1 Louis D. Brandeis, Other People's Money and How the Bankers Use It 92 (1914) ("Publicity is justly commended as a remedy for social and industrial diseases. Sunlight is said to be the best of disinfectants; electric light the most efficient policeman.")

2 The Dodd-Frank Wall Street Reform and Consumer Protection Act (“Dodd-Frank”) § 1504, Pub. L. 111-203, 124 Stat. 1376 (July 21, 2010). Section 1504 of the Dodd-Frank Act amended the Securities Exchange Act of 1934 (“Exchange Act”), 15 U.S.C. 78a et seq., to add new a section 13(q). It is Section 13(q) of the Exchange Act that requires the rulemaking described herein. The amendment that added Section 1504 of the Dodd-Frank Act was co-sponsored by Senator Ben Cardin and Senator Richard G. Lugar, among others, and built upon language originally introduced by Senators Cardin and Lugar in a bill entitled the Energy Security Through Transparency Act of 2009. S. 1700, 111th Cong. (2009) (the “ESTTA”). See, Senate Floor Statement of Senator Lugar, “Lugar Floor Speech on Transparency Amendment” (May 18, 2010), available at (“Lugar Floor Statement”). The ESTTA called for the following “findings” by Congress:

“(1) It is in the interest of the United States to promote good governance in the extractive industries sector because good governance strengthens the national security and foreign policy of the United States, contributes to a better investment climate for businesses in the United States, increases the reliability of commodity supplies upon which businesses and people in the United States rely, and promotes greater energy security.

(2) Developing countries that derive a significant portion of revenues from natural resource extraction tend to have higher poverty rates, weaker governance, higher rates of conflict, and poorer development records than countries that do not rely on resource revenues. The consequences of what is known as the ‘resource curse’ including the erosion of civil society, a rise in internal conflicts and regional violence, and the proliferation of terrorism are likely to pose a long-term threat to the national security, foreign policy, and economic interests of the United States.

• Provided information:
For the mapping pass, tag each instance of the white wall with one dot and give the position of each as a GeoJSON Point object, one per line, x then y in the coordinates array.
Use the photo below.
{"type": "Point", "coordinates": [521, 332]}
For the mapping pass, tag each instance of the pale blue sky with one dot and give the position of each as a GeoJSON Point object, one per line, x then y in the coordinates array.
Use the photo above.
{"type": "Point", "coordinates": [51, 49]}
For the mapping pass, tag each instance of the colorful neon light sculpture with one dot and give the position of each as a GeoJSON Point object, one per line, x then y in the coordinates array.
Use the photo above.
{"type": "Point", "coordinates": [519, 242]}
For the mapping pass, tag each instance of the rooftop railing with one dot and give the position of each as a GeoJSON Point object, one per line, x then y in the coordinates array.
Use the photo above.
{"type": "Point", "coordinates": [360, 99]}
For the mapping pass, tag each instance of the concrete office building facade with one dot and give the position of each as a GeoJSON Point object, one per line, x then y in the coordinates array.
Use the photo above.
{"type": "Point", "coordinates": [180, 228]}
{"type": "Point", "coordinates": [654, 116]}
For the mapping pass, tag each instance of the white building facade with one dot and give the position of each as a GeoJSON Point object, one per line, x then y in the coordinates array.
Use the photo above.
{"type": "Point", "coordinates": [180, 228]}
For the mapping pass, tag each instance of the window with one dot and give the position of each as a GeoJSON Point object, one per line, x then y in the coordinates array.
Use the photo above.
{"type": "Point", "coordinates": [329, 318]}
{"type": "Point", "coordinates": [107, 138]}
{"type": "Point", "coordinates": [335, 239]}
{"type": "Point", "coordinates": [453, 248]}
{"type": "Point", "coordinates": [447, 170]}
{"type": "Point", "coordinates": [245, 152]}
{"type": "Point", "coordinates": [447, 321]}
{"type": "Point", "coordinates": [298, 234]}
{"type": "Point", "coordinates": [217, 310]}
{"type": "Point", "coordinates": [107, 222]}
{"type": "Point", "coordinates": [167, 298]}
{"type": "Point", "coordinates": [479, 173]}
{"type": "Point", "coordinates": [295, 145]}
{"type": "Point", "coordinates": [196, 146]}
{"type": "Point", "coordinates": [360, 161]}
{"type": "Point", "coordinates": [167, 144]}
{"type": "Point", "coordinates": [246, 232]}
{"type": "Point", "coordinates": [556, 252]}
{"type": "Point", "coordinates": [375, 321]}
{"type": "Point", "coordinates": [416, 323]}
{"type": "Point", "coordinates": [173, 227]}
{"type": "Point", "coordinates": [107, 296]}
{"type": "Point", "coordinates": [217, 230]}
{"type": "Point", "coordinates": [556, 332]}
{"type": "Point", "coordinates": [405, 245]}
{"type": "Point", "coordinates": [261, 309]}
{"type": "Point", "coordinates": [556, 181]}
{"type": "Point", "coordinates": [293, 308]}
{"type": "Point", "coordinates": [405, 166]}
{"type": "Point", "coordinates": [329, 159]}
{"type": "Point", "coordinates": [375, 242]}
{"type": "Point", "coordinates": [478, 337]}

• Directions:
From the text on Section 1504 of the Dodd-Frank Act, list each effect that the first ESTTA finding attributes to good governance in the extractive industries sector.

• Written answer:
- It strengthens the national security and foreign policy of the United States.
- It contributes to a better investment climate for businesses in the United States.
- It increases the reliability of commodity supplies upon which businesses and people in the United States rely.
- It promotes greater energy security.